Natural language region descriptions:
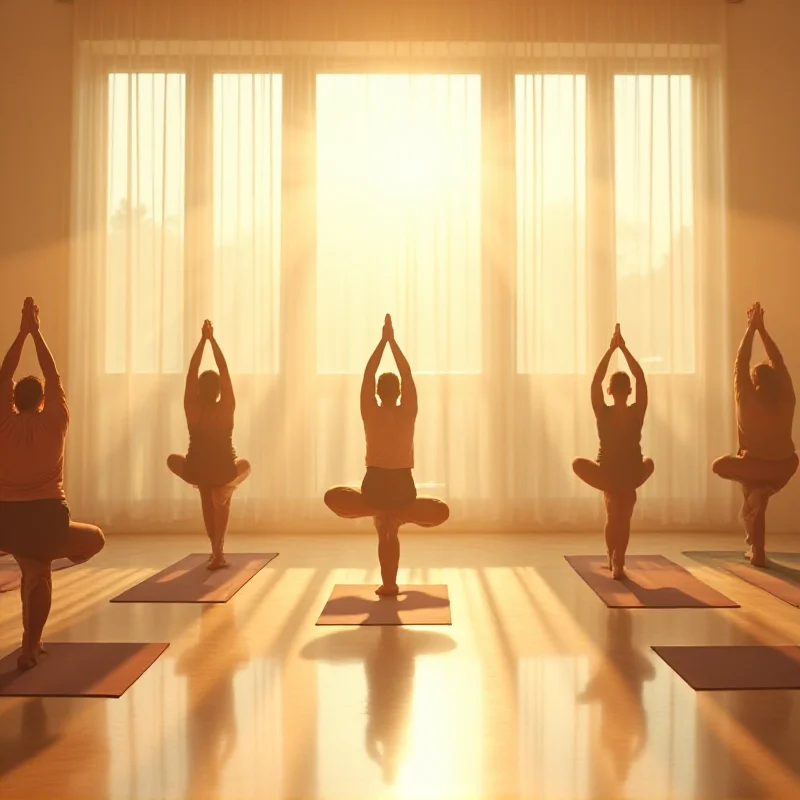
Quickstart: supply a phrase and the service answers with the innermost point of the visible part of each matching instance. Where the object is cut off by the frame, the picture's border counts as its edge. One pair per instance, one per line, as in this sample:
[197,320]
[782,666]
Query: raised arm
[598,403]
[638,374]
[225,384]
[190,392]
[773,353]
[741,366]
[408,389]
[370,372]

*WHAT THE TASK REQUIRES*
Leaving out the pictures, output each line above exactly as it is.

*TASK RESULT*
Quickstart: supply a phrase and the service answers with the innermost point of the visible part of each matching instance. Where the object is cut off by the frame, the picture's border counts as its edge. One pair per instance, one per line, as in this sample:
[197,320]
[782,666]
Query: raised arm
[598,403]
[638,374]
[225,384]
[190,392]
[773,353]
[741,366]
[408,389]
[370,372]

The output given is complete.